— start INPUT DATA —

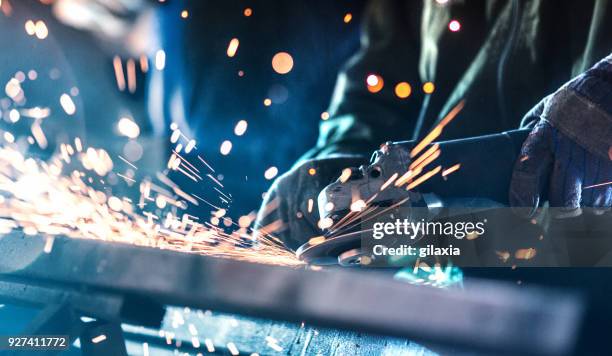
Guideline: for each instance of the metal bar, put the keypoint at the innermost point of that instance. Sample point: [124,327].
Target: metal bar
[488,316]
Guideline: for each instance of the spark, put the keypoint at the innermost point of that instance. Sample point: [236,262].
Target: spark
[160,59]
[210,347]
[346,175]
[450,170]
[131,74]
[232,47]
[358,205]
[206,164]
[454,26]
[14,115]
[525,253]
[67,104]
[435,133]
[119,76]
[423,178]
[215,180]
[597,185]
[30,27]
[144,63]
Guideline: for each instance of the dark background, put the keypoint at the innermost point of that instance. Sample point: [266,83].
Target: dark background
[215,98]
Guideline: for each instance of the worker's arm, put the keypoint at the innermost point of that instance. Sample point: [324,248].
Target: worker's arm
[567,159]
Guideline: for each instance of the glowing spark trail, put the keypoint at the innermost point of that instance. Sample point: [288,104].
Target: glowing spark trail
[37,198]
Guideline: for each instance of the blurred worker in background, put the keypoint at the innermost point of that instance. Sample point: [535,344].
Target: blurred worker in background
[418,59]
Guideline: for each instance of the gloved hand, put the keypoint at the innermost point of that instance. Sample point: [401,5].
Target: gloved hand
[567,158]
[289,210]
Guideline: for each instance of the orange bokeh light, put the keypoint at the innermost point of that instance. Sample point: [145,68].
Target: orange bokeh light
[282,63]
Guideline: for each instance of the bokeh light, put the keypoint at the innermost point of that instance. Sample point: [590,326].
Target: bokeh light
[128,128]
[232,47]
[270,173]
[454,26]
[282,63]
[374,83]
[403,90]
[240,128]
[226,147]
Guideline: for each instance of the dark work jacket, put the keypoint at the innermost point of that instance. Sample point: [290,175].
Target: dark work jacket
[506,57]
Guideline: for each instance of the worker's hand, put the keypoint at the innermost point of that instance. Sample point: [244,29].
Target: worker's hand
[567,158]
[289,210]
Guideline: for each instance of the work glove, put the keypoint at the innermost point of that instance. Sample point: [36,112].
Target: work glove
[567,157]
[289,210]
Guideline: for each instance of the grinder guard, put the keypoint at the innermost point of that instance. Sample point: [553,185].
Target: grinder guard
[486,169]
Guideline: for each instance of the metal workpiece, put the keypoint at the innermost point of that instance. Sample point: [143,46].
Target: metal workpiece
[486,316]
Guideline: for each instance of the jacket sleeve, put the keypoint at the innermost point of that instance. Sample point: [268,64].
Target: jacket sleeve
[582,109]
[361,120]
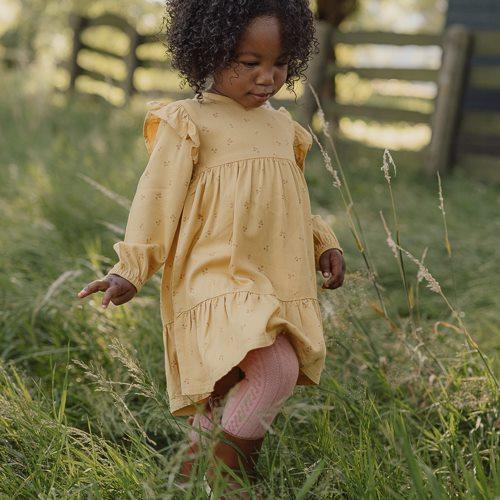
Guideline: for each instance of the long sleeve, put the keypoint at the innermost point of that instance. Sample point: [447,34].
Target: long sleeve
[323,236]
[172,142]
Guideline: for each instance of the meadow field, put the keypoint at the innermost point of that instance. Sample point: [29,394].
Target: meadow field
[408,402]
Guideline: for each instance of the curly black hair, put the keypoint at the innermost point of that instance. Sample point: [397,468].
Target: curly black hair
[202,35]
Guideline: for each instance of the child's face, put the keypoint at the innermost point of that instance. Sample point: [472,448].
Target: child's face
[260,66]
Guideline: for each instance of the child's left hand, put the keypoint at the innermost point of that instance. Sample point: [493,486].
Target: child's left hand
[332,267]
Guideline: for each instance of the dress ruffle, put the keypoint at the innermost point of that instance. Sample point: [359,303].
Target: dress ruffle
[176,116]
[230,320]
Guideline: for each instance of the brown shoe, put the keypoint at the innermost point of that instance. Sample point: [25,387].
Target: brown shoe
[241,456]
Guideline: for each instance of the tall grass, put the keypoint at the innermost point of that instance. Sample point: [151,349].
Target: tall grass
[406,407]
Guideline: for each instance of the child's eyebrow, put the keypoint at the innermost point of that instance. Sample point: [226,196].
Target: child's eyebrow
[257,55]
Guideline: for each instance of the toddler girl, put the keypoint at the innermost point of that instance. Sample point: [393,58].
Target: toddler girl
[223,208]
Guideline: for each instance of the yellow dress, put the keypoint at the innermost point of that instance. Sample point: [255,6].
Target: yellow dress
[223,207]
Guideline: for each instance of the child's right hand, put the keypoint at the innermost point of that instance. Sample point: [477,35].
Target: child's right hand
[118,290]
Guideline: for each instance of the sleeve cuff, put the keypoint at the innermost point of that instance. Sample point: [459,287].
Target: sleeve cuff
[126,273]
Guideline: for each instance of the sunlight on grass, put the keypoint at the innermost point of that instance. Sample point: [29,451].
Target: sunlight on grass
[394,136]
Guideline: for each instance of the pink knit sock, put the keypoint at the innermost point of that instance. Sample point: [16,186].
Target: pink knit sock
[270,376]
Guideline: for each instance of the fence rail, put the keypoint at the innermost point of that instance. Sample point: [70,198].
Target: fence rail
[442,116]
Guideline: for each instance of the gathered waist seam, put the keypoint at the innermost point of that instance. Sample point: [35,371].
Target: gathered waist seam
[201,168]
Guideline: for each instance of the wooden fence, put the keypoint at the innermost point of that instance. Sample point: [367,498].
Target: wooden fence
[131,60]
[444,113]
[443,117]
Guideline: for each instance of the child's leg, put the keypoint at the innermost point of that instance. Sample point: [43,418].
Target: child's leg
[205,420]
[270,376]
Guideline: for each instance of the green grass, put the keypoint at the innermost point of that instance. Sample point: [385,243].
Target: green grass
[405,409]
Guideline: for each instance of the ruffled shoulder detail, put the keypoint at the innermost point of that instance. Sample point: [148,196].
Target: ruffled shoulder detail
[302,140]
[177,117]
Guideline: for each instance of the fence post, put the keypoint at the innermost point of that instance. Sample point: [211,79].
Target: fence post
[78,24]
[131,63]
[447,112]
[316,70]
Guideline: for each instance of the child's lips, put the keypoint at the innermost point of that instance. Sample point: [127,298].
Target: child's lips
[261,97]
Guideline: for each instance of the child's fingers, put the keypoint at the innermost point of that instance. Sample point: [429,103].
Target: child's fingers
[111,292]
[125,297]
[94,286]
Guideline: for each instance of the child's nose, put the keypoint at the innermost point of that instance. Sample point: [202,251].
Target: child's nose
[266,77]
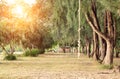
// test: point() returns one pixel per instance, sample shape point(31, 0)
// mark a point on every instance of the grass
point(26, 66)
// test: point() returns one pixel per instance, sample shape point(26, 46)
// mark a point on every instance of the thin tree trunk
point(109, 53)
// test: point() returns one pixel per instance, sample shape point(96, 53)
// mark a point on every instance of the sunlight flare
point(18, 11)
point(30, 2)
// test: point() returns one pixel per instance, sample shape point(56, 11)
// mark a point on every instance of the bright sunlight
point(29, 2)
point(17, 7)
point(17, 11)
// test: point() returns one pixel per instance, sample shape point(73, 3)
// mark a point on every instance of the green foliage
point(65, 22)
point(10, 57)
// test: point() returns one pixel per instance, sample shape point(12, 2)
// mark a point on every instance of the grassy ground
point(50, 66)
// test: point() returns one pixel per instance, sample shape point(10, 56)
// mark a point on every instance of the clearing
point(55, 66)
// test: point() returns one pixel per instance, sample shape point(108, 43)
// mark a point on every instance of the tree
point(109, 38)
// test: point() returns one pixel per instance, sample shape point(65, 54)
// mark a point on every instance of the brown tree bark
point(87, 46)
point(108, 60)
point(96, 38)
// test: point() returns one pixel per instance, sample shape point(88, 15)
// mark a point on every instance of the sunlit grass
point(25, 66)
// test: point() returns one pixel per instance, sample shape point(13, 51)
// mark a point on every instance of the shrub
point(10, 57)
point(32, 52)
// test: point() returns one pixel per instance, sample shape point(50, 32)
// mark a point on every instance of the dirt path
point(54, 66)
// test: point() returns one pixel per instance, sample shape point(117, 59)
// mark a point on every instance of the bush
point(10, 57)
point(32, 52)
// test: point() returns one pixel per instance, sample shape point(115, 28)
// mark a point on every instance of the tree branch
point(95, 29)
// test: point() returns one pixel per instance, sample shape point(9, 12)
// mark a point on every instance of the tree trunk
point(109, 39)
point(103, 51)
point(117, 54)
point(95, 46)
point(109, 53)
point(87, 46)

— end INPUT DATA —

## THE PROBLEM
Set down, exactly and in full, the lines from the one containing "shape point(10, 56)" through the end of the entries; no other line belongs.

## FINISHED TASK
// test: point() returns one pixel per instance, sample shape point(10, 56)
// mark a point on every instance of the clearing
point(55, 66)
// test: point() returns one pixel per instance, sample shape point(108, 43)
// mark a point on every instance of the tree
point(109, 38)
// test: point() returns one pixel per instance, sample shape point(65, 54)
// mark a point on every instance of the brown tree bark
point(87, 46)
point(108, 60)
point(96, 38)
// test: point() returns one pixel per instance, sample shape point(88, 15)
// mark a point on every instance of the sunlit grass
point(25, 66)
// test: point() returns one pixel per instance, sample shape point(13, 51)
// mark a point on every instance of the shrub
point(10, 57)
point(32, 52)
// test: point() returns one pixel per instance, sample shape point(50, 32)
// mark a point on every instance of the dirt path
point(54, 66)
// test: point() returns one pixel per instance, sample shape point(117, 59)
// mark a point on every instance of the bush
point(10, 57)
point(32, 52)
// test: point() returns one pixel per instance, sample shape point(115, 28)
// mark a point on every instance of the tree branch
point(95, 29)
// test: point() returns one pixel per instance, sample shape point(9, 12)
// mark a point on every instance of the tree trunk
point(109, 39)
point(103, 51)
point(117, 54)
point(95, 46)
point(109, 53)
point(87, 46)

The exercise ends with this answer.